● PASSAGE PROVIDED
:::

# Forum Home Renovation Paving  Grout/Mortar and Poolside Pavers..

## muttonduck

Hi all, 
I have just had a pool put in and the contractor has made a dogs breakfast of the bullnose pavers around the edge. The gaps between the pavers are uneven and the whole job looks like a shambles. I am thinking about grinding out a 7-8mm gap between each paver and filling it with some sort of grout or mortar. Some people have told me it would be a waste of time as the grout/mortar would crack and need replacing. The pavers are reconstituted limestone and the pool is saltwater. I am wondering if anyone has done this type of job before and if so, what sort of product they have, or would use in the gaps between the pavers.
Thanks in advance.

:::

● RECORD EXCERPTS
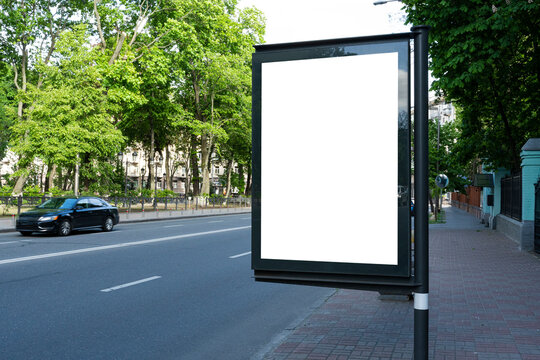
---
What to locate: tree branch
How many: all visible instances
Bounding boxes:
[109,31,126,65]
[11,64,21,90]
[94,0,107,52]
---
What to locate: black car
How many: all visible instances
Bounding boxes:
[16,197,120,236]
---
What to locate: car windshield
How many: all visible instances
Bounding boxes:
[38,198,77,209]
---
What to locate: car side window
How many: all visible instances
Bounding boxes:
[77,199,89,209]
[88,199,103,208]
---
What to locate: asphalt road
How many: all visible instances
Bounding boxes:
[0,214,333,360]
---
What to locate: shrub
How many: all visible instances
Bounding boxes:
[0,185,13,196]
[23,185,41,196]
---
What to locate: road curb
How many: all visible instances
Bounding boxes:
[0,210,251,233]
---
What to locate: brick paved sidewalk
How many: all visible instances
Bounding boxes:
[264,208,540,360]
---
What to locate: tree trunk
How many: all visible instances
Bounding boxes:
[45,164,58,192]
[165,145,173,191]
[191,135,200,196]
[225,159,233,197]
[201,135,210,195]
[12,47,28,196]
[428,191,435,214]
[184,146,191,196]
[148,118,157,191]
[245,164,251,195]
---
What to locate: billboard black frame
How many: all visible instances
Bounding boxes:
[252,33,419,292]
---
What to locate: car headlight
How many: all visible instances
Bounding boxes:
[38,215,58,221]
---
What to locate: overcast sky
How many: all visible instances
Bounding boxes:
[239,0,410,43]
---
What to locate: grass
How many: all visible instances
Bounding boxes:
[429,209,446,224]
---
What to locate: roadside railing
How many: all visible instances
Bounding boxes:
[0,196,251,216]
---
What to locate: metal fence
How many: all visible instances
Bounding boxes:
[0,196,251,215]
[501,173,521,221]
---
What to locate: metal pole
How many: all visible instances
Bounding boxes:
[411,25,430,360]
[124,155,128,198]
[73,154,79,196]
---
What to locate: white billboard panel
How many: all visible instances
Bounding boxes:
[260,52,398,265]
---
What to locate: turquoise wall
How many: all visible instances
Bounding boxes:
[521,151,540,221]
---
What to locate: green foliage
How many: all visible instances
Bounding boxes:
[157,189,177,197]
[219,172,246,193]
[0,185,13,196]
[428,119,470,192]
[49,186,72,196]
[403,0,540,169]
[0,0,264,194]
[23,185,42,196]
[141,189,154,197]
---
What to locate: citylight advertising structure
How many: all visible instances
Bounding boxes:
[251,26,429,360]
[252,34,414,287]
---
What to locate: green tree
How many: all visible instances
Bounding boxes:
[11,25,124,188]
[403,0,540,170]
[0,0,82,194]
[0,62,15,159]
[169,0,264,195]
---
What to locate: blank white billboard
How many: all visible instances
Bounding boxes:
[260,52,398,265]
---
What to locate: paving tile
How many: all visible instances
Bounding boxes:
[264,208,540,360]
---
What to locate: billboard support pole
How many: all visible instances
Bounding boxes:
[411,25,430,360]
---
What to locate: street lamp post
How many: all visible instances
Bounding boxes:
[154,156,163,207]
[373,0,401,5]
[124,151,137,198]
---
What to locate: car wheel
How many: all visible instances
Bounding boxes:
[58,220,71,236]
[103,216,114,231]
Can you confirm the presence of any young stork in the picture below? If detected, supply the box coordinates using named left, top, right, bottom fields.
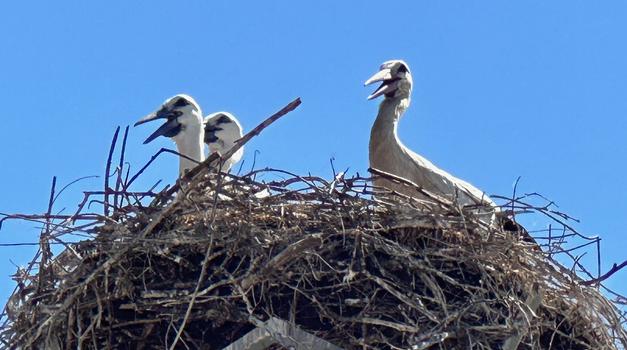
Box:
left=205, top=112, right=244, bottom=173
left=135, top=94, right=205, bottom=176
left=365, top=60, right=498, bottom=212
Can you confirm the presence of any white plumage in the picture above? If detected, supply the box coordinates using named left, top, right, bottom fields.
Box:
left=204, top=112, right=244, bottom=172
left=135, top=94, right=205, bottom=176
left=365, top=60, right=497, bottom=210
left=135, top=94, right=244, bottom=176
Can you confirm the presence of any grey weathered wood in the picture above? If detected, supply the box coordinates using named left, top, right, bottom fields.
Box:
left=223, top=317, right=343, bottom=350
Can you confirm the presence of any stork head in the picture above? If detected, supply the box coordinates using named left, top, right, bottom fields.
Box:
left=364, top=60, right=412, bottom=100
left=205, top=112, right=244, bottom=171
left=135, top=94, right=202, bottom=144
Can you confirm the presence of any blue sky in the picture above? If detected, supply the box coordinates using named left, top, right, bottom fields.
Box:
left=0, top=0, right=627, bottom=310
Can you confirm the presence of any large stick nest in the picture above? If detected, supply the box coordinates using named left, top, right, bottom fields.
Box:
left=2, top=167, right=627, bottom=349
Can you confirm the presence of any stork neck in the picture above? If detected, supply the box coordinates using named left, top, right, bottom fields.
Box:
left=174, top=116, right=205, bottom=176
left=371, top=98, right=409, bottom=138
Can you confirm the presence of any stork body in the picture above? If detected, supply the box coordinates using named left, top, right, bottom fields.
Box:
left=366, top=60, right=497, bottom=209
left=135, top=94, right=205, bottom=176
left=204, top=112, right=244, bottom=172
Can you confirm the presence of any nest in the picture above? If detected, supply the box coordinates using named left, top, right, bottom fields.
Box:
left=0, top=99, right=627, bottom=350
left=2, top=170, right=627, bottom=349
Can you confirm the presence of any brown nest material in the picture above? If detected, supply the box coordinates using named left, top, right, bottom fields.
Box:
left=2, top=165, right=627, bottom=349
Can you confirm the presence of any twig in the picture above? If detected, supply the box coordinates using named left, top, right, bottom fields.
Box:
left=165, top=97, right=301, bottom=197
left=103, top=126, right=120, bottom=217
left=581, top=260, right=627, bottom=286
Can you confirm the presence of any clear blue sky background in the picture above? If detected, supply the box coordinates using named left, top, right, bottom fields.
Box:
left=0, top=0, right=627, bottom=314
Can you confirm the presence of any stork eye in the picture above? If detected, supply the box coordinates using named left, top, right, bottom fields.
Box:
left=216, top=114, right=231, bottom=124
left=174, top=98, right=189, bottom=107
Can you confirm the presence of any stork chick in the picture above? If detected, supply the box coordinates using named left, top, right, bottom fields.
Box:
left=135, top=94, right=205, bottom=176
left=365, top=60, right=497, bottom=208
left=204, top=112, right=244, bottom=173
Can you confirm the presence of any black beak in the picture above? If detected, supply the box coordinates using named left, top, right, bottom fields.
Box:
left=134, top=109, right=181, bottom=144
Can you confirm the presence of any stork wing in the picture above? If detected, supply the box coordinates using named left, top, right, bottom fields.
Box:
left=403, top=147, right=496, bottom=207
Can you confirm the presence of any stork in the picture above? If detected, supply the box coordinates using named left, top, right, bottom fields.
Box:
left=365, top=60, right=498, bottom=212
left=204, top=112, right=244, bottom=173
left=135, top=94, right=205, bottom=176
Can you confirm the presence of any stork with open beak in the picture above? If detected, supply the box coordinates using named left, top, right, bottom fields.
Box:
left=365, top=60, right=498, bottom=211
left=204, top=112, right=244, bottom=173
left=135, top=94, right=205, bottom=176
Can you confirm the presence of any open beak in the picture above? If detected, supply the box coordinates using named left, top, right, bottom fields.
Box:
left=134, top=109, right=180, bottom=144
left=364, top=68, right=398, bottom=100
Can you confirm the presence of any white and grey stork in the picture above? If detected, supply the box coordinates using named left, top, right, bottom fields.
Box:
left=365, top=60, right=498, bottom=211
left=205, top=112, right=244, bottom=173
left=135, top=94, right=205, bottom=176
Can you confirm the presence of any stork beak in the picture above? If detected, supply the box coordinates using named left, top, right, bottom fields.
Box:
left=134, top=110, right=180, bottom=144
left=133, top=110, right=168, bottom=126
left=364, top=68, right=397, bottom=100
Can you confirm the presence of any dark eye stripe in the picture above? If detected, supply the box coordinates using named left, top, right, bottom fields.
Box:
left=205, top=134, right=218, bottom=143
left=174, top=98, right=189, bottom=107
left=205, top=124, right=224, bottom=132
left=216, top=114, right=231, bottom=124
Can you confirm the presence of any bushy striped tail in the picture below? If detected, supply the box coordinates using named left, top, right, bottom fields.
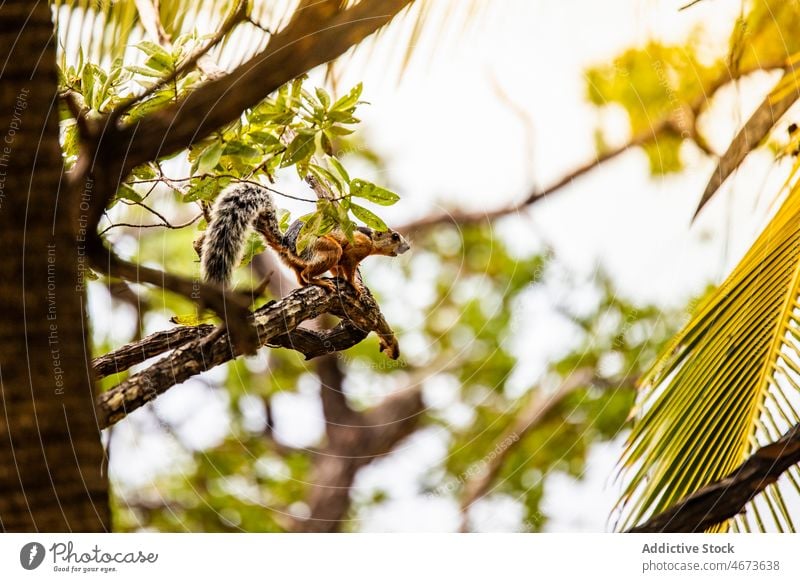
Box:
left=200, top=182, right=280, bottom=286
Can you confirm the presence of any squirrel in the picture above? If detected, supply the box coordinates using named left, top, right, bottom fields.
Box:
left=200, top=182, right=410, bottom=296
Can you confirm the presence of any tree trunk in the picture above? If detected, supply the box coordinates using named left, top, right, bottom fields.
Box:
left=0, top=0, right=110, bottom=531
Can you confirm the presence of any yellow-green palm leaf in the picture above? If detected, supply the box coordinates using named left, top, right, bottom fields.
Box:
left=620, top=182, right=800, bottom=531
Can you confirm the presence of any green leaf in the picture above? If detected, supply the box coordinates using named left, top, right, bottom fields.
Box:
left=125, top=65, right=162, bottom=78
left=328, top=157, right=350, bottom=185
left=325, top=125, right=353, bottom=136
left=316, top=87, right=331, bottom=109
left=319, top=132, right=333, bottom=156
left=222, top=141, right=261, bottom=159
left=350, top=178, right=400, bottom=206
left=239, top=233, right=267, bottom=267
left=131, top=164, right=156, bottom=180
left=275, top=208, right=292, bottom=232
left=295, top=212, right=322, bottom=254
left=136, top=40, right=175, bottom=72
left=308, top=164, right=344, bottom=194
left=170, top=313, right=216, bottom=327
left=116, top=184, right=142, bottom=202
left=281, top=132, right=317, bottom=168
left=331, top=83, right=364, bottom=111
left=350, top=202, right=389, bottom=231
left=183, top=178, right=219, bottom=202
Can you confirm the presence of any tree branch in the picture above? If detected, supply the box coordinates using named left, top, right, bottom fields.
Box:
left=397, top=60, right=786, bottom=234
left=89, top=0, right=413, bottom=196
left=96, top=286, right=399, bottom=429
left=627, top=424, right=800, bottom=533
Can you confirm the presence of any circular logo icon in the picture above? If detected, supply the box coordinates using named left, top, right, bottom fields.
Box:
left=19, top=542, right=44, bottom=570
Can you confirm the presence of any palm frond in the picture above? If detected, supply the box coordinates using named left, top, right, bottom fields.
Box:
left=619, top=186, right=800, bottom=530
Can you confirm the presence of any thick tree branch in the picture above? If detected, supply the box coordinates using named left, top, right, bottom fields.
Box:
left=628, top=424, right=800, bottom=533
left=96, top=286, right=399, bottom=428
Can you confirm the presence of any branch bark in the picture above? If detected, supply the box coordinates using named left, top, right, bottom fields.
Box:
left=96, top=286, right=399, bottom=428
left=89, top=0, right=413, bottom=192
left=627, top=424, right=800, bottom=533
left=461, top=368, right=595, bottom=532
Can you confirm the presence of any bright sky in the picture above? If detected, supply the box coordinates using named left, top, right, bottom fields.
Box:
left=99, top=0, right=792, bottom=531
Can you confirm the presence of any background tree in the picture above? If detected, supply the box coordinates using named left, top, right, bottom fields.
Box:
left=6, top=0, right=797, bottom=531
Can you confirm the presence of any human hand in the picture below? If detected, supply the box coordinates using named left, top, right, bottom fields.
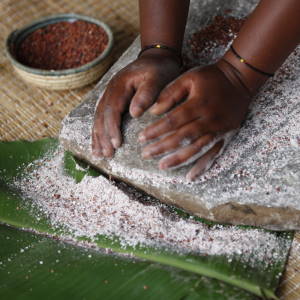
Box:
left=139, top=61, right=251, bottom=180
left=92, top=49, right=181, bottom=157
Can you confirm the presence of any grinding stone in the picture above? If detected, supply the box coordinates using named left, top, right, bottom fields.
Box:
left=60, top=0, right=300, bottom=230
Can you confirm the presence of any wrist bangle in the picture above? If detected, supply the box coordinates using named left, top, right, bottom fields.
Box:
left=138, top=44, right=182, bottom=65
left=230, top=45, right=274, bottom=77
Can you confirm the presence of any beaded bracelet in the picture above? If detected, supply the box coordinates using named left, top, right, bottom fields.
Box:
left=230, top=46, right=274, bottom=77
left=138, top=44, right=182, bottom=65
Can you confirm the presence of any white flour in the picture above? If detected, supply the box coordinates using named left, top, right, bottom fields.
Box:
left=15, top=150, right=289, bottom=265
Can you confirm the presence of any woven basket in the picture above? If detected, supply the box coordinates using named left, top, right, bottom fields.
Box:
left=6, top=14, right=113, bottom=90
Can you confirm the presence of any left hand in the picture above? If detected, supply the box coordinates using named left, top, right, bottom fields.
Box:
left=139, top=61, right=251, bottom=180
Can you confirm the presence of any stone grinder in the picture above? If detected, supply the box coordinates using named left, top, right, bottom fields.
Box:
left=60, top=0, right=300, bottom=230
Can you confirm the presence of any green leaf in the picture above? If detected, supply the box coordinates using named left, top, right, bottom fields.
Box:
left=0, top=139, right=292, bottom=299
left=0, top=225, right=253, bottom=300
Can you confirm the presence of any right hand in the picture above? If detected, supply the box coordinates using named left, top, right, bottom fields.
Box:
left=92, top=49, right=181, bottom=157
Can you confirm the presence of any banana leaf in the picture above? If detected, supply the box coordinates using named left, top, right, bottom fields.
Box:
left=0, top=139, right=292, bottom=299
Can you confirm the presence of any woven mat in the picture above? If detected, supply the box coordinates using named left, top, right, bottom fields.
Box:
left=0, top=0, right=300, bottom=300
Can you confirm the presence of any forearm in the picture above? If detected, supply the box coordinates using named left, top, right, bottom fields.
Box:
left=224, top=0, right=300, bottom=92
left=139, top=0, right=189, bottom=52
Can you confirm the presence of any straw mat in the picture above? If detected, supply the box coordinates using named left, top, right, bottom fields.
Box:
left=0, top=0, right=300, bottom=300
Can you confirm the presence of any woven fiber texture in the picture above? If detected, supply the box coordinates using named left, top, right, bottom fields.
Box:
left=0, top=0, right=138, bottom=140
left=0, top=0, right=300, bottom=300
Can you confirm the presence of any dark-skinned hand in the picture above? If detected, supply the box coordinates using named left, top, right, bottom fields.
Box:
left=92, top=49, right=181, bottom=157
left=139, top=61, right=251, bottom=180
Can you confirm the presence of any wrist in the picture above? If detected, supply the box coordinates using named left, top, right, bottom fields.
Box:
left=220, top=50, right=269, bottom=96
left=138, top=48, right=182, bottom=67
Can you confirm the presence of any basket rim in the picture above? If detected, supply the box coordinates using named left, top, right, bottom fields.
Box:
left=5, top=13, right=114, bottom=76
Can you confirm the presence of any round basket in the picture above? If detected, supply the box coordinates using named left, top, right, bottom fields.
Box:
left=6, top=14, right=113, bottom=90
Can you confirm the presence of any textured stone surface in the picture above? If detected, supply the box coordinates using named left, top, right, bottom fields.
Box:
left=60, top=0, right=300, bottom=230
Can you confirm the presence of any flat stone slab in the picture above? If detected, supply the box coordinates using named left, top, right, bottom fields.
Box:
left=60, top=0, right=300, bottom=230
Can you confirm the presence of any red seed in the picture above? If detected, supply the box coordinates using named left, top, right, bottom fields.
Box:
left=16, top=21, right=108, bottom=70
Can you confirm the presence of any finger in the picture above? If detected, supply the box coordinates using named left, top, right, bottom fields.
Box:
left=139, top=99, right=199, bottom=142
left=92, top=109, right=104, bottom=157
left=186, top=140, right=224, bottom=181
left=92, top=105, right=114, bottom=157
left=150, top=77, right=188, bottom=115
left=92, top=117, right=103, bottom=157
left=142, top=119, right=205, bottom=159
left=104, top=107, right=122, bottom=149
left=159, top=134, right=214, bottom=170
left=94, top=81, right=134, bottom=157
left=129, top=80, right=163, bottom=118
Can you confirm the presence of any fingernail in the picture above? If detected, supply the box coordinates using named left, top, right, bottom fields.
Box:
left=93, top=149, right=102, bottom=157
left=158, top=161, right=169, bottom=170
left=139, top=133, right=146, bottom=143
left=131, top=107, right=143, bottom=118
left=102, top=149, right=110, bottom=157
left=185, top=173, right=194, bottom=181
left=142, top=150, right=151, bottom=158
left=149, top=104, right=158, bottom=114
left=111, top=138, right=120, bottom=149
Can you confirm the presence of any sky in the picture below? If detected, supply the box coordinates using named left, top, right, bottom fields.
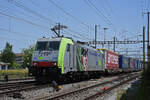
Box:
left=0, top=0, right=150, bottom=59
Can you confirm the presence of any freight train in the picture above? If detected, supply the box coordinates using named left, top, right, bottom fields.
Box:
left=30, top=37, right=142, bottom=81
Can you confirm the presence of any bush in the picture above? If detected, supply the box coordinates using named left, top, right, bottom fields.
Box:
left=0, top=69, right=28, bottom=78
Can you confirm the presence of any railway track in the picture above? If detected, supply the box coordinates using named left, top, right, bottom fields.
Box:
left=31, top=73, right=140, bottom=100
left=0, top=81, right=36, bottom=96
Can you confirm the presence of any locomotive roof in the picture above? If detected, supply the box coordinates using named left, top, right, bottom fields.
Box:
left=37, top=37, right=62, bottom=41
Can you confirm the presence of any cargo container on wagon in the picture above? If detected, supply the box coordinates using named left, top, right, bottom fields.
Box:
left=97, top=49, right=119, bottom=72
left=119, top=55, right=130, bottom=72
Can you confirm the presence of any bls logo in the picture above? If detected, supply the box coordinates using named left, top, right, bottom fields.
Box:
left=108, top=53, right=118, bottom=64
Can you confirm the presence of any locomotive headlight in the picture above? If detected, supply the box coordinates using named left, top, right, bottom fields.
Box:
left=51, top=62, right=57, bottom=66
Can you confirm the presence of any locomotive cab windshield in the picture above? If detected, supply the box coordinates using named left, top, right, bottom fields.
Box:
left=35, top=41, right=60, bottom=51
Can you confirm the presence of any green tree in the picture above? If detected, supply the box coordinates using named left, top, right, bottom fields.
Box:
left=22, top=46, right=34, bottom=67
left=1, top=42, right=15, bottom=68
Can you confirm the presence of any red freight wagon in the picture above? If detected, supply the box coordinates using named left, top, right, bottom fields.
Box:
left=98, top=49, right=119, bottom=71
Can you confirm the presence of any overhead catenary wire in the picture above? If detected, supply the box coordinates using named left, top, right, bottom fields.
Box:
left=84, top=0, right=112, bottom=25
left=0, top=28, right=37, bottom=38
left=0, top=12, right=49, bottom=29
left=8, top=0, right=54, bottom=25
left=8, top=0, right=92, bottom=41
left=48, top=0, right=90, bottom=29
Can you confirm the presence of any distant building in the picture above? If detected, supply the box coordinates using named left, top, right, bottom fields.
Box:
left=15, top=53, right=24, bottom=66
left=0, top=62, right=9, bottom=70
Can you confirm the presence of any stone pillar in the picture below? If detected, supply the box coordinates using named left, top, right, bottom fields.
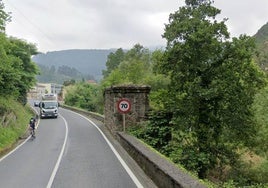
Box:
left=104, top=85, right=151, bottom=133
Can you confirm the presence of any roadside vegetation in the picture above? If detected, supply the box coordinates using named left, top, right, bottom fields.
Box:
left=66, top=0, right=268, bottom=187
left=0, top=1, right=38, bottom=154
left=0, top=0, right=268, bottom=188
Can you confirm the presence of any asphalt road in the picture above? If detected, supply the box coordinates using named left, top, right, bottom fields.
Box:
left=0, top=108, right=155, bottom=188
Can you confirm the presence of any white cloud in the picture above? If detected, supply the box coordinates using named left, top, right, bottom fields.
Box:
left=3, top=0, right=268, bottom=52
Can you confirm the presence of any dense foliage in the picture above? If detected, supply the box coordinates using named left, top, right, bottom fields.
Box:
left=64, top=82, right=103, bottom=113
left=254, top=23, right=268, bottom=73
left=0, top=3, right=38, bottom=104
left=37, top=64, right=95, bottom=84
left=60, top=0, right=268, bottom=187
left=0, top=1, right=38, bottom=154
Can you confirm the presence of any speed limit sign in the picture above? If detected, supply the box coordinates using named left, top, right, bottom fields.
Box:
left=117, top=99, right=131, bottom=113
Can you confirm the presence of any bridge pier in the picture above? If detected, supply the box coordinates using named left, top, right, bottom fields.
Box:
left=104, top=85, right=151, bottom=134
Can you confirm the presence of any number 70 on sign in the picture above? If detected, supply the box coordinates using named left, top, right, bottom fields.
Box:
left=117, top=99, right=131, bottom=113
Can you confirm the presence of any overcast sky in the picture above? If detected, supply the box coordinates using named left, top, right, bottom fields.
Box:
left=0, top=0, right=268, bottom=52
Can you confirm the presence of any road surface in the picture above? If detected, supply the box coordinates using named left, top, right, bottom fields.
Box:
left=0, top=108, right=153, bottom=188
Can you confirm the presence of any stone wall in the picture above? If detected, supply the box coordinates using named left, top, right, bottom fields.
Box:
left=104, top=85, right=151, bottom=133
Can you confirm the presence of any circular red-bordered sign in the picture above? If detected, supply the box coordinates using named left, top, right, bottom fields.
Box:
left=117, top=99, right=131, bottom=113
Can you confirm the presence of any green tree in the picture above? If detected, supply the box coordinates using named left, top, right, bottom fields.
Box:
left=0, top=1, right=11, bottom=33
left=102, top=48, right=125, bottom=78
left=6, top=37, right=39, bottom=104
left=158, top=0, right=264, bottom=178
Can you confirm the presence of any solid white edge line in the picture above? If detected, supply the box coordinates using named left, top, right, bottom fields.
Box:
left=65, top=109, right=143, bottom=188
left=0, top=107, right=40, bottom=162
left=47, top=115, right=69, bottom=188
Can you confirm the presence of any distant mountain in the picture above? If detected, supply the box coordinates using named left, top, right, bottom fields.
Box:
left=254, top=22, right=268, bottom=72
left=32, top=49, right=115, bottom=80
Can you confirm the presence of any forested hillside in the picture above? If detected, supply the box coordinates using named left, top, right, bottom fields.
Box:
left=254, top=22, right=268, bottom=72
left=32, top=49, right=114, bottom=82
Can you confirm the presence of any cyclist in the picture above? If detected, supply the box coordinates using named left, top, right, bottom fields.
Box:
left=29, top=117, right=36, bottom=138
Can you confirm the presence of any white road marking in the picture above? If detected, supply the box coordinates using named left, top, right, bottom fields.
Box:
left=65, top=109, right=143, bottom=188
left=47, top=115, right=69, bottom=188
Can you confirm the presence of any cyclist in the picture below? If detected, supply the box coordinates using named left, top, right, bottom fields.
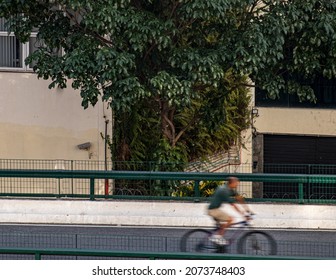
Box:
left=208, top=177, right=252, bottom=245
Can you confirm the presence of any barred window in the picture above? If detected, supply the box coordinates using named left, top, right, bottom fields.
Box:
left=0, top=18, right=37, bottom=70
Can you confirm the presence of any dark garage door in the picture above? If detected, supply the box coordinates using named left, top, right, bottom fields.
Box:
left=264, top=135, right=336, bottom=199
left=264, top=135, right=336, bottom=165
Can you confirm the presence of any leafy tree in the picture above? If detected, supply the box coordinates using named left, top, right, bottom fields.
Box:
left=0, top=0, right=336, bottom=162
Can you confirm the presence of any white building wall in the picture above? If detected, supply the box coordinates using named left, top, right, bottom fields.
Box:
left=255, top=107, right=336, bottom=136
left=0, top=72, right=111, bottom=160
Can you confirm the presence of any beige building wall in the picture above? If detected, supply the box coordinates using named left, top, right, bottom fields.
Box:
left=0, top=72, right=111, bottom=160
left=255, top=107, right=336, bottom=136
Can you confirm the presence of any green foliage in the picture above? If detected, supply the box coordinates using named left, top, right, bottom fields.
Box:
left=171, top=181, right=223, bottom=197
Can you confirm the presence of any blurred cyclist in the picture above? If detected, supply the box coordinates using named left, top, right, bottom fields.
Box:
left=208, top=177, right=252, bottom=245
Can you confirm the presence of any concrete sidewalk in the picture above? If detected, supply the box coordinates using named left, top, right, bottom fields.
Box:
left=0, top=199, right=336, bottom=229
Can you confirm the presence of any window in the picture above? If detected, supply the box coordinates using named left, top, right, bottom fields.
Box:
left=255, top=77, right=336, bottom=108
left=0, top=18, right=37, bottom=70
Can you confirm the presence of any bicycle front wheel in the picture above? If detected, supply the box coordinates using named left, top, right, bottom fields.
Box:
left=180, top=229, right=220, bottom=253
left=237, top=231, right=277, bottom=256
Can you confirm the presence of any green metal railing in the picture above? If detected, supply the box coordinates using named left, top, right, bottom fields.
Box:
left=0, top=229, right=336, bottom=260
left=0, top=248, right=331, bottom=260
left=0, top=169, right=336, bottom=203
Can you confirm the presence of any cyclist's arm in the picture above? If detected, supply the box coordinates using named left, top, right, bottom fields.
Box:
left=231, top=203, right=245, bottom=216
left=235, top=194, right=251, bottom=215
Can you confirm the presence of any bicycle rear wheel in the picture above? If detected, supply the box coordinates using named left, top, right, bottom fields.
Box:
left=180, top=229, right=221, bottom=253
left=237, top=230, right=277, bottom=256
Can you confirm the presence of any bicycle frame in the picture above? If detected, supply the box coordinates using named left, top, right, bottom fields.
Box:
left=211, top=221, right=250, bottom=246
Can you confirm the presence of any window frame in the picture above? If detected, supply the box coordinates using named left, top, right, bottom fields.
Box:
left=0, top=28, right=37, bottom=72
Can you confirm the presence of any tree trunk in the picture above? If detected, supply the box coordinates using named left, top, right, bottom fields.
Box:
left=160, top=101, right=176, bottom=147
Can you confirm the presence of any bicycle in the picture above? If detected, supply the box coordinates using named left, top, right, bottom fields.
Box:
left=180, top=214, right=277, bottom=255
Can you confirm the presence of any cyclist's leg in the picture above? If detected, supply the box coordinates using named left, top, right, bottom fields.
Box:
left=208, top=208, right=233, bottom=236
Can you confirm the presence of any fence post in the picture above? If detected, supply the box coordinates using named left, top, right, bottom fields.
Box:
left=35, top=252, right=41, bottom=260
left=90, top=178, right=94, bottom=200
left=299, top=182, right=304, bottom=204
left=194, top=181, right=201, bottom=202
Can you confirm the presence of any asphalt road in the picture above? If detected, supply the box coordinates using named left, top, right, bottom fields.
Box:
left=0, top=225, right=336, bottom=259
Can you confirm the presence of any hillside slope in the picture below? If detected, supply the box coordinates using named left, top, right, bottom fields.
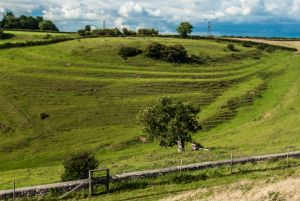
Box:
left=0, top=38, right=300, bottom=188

:::

● CHALLENGE 1
In the forum post about poolside pavers, what material are the pavers made of?
● CHALLENGE 2
Please continue the forum thread on poolside paver gaps from its last line.

● EXPECTED OUTPUT 1
Reconstituted limestone.

● EXPECTED OUTPUT 2
Bruce

----------


## Bleedin Thumb

What size gaps have you got now? Are the gaps uneven because they go around curves? Can you put some photos up? 
It may be that the uneven gaps are caused because the pavers are traversing a radius, if this is the case its OK (to a point). What will no doubt become a dogs breakfast is if you start trying to cut and regrout insitu unless your a very skilled DIYer or tradesman.
Photos would really help.

----------


## muttonduck

The pool is curved, and having paved before I understand the inherent problems with curves. I will  post some photos soon. Thanks.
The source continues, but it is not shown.